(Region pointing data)

►

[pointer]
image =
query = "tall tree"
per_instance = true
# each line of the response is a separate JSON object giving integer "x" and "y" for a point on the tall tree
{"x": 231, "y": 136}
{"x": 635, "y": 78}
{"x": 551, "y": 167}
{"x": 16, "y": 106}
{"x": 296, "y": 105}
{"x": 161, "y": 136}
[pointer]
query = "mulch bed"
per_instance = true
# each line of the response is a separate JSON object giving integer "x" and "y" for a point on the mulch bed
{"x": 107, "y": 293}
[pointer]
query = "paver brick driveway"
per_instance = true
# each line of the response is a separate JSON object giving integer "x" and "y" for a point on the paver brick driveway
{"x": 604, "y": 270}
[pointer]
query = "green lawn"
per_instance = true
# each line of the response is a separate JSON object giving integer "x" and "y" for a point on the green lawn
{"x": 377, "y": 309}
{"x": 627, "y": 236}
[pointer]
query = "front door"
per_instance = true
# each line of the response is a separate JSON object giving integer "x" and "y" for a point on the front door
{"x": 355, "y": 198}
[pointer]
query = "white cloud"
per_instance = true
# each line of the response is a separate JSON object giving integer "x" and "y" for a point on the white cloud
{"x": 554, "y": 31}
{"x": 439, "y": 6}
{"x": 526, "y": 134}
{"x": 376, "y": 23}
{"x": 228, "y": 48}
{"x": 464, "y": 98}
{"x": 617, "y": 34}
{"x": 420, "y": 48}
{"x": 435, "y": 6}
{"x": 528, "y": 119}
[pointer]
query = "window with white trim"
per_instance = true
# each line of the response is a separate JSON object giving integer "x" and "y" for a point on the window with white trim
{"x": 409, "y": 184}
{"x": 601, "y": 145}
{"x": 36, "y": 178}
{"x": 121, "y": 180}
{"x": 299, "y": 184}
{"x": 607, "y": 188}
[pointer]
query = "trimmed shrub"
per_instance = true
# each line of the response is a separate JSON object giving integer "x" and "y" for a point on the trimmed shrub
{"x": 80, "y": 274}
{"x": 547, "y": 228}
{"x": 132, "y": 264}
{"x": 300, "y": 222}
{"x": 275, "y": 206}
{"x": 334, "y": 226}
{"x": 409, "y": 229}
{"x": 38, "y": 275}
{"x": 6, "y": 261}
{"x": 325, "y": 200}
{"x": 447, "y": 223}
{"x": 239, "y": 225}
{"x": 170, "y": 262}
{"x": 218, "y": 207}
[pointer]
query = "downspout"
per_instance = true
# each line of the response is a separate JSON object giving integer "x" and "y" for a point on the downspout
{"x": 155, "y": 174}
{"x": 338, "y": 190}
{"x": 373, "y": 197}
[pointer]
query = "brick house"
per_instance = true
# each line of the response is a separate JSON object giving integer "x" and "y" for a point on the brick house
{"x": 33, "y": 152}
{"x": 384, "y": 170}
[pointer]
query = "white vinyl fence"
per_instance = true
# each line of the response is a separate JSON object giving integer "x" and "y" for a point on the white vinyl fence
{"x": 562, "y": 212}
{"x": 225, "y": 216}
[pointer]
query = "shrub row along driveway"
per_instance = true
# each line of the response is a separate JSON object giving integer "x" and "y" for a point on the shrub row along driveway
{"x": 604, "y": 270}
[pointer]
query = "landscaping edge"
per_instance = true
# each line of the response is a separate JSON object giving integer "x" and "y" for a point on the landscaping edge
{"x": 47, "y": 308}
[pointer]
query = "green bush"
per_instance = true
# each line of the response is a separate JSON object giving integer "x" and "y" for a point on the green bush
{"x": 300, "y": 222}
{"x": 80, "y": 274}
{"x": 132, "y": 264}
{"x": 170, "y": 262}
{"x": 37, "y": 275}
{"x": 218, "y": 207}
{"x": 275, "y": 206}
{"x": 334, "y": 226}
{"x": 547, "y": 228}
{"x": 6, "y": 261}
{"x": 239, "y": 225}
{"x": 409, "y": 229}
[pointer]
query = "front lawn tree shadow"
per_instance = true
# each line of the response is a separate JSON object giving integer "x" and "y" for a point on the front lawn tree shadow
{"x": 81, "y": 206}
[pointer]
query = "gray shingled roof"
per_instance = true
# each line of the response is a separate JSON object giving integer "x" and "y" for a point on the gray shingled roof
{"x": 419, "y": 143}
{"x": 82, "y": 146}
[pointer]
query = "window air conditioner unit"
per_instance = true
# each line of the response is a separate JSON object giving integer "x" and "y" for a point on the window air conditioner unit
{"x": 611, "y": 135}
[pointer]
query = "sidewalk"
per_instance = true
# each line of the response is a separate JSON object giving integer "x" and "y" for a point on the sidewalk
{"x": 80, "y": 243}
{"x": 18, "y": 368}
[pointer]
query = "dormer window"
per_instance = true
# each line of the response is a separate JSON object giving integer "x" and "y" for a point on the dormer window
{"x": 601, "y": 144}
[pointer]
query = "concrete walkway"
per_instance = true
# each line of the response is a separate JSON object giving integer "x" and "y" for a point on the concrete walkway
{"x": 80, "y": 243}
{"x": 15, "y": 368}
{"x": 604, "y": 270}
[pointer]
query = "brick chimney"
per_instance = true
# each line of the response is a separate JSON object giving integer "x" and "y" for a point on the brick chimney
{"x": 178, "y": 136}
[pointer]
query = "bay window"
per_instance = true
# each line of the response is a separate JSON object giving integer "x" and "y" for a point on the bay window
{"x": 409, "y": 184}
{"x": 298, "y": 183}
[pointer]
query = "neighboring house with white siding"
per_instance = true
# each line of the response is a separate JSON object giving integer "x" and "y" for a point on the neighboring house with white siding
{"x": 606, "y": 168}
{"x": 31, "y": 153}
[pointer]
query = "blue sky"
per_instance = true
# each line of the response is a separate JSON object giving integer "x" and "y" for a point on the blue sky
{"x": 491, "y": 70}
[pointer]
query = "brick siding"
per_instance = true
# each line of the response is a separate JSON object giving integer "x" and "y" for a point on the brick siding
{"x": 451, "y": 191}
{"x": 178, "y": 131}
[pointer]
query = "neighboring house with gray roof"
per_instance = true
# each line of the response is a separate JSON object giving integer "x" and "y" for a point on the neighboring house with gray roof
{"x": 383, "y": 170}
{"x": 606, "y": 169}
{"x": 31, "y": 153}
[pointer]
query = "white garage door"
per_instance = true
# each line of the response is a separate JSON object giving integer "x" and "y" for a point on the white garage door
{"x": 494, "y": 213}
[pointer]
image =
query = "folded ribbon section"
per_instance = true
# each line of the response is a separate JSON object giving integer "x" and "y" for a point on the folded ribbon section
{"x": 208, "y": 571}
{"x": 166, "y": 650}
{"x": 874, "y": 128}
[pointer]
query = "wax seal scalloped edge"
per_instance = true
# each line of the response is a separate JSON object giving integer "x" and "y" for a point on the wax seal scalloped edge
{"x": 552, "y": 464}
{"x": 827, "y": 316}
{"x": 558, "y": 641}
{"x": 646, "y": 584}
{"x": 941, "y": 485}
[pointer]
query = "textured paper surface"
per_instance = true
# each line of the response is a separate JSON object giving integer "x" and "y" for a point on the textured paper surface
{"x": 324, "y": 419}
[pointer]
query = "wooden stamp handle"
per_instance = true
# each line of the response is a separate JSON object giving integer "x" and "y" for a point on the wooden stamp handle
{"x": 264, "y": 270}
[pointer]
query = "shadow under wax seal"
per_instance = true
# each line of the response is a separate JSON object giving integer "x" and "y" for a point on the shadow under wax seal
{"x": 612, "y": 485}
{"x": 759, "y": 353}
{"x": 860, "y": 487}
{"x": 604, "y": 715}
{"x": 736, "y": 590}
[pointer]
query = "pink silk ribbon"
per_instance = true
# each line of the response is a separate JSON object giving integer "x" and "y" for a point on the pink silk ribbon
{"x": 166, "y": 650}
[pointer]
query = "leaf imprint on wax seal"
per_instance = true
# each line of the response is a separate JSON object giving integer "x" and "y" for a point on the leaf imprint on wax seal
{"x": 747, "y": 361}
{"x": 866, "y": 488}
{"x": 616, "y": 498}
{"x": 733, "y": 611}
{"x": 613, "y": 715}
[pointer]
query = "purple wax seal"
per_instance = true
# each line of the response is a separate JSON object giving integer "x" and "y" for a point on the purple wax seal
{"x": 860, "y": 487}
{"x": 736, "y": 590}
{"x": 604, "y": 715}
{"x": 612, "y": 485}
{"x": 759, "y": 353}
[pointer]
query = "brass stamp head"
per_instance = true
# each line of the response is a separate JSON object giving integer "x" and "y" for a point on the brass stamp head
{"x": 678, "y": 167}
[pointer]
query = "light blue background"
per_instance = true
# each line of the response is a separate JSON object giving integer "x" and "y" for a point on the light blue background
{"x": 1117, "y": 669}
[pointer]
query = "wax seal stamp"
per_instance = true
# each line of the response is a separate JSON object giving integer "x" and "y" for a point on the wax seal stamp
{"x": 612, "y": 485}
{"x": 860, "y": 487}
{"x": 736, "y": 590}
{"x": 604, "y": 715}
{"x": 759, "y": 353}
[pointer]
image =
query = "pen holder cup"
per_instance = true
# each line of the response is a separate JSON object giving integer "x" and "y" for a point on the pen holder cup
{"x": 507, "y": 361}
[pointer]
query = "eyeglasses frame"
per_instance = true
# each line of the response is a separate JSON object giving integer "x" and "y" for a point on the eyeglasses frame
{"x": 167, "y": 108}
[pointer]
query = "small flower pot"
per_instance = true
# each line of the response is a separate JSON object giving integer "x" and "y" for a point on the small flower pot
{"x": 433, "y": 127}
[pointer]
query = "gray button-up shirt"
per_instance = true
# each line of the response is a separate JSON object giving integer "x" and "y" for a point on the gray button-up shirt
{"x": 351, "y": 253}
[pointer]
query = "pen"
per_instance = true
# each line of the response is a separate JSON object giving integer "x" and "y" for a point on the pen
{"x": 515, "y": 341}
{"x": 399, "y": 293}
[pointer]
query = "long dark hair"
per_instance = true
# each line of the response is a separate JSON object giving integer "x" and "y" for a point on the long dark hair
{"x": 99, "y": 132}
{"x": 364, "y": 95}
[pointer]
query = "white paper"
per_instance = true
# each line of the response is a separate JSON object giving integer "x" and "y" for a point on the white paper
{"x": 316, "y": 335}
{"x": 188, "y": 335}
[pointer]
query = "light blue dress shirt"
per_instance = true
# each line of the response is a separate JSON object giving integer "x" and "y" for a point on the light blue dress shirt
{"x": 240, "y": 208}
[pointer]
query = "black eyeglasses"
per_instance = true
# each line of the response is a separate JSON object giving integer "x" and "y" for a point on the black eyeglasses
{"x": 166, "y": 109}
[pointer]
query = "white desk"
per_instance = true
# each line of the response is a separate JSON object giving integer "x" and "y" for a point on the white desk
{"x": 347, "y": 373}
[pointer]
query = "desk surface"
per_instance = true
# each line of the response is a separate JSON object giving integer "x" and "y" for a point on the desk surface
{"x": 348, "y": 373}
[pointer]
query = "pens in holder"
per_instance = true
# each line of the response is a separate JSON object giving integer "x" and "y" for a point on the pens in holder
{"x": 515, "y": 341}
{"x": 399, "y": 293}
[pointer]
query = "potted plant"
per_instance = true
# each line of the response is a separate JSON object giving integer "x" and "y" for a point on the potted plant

◄

EXERCISE: Indicate how many lines in the records above include the word "plant", giving no other content.

RESULT OF THIS TASK: 2